EXCERPT PROVIDED.

::::

SEMICONDUCTOR CHIP WITH SOLDER BUMP SUPPRESSING GROWTH OF INTER-METALLIC COMPOUND AND METHOD OF FABRICATING THE SAME

Description

TECHNICAL FIELD

The present invention relates to a semiconductor chip with a solder bump and a method of fabricating the same, and more particularly, to a semiconductor chip having a solder bump suppressing growth of an inter-metallic compound and a method of fabricating the same.

BACKGROUND ART

In general, a semiconductor package is fabricated by employing a wire bonding technique to electrically connect electrode terminals of a printed circuit board with pads of a semiconductor chip by means of conductive wires. However, since the technique increases a size of the semiconductor package as compared to that of the semiconductor chip and it takes much time to complete a wire bonding process, it is limited to downsizing and mass-production of semiconductor chips.

Particularly, due to high integration, high performance, and high speed of the semiconductor chip, various efforts to downsize and mass-produce the semiconductor package are tried. This recent trial results in a proposal for the semiconductor package in which the electrode terminals of a printed circuit board are directly and electrically connected with the electrode pads of a semiconductor chip through metal bumps such as solder bumps formed on the electrode pads of the semiconductor chip.

This conventional semiconductor package fabricated through solder bumps will be described below with reference to FIG. 1.

FIG. 1 is a sectional view illustrating a conventional semiconductor chip having a solder bump.

Specifically, FIG. 1 illustrates that a solder bump 30 is just formed on a conventional semiconductor chip 10 before packaging work on the semiconductor chip using solder is completed.

As shown in FIG. 1, the semiconductor chip 10 has an electrode pad 11 formed thereon. Also, the semiconductor chip 10 has a dielectric layer 21 formed thereon to allow a top surface of the electrode pad 11 to be exposed. One or more under bump metal (UBM) layers, usually, three UBM layers 22, 23 and 24 are formed on the electrode pad 11, the top surface of which is exposed by the dielectric layer 21. Here, the three UBM layers include an adhesion layer 22, a diffusion barrier layer 23, and a wettable layer 24. The solder bump 30 is finally formed on the uppermost layer 24 of the UBM layers 22, 23 and 24. Here, when being formed, the solder bump 30 reacts with the UBM layers 22, 23 and 24, so that an inter-metallic compound (IMC) is created at an interface between the solder bump 30 and the UBM layers 22, 23 and 24. The creation of IMC brings about a wetting phenomenon between the solder bump 30 and the UBM layers 22, 23 and 24, and thereby practical mechanical connection is completed.

However, when the semiconductor package connected by the solder bump 30 is actually used, heat can be generated from the solder bump. This heat causes the IMC having brittle mechanical property to unexpectedly grow at the interface between the solder bump 30 and the UBM layers 22, 23 and 24, and thus the IMC may be thicker than expected. This phenomenon may produce a result of weakening the mechanical property of the semiconductor package, and exert a great influence on reliability of the semiconductor package.

::::

Object pointing dataset rows
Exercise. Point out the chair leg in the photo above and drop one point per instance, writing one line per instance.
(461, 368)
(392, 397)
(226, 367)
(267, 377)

::::

EXERCISE SET.
- a) Rewrite the paragraph of the patent text that begins "In general, a semiconductor package is fabricated" in a shorter form, keeping its main facts.
- b) According to the patent text, which three layers make up the usual under bump metal (UBM) layers?
- c) From the patent text, copy word for word the passage that opens with the words "Description" and closes with "of semiconductor chips.".

SOLUTIONS BY TASK.
- a) Semiconductor packages are usually made by wire bonding, which uses conductive wires to connect a printed circuit board's electrode terminals to a semiconductor chip's pads. The technique makes the package larger than the chip, and the bonding process is slow. As a result, it limits the downsizing and mass production of semiconductor chips.

- b) An adhesion layer, a diffusion barrier layer, and a wettable layer.

- c)
Description

TECHNICAL FIELD

The present invention relates to a semiconductor chip with a solder bump and a method of fabricating the same, and more particularly, to a semiconductor chip having a solder bump suppressing growth of an inter-metallic compound and a method of fabricating the same.

BACKGROUND ART

In general, a semiconductor package is fabricated by employing a wire bonding technique to electrically connect electrode terminals of a printed circuit board with pads of a semiconductor chip by means of conductive wires. However, since the technique increases a size of the semiconductor package as compared to that of the semiconductor chip and it takes much time to complete a wire bonding process, it is limited to downsizing and mass-production of semiconductor chips.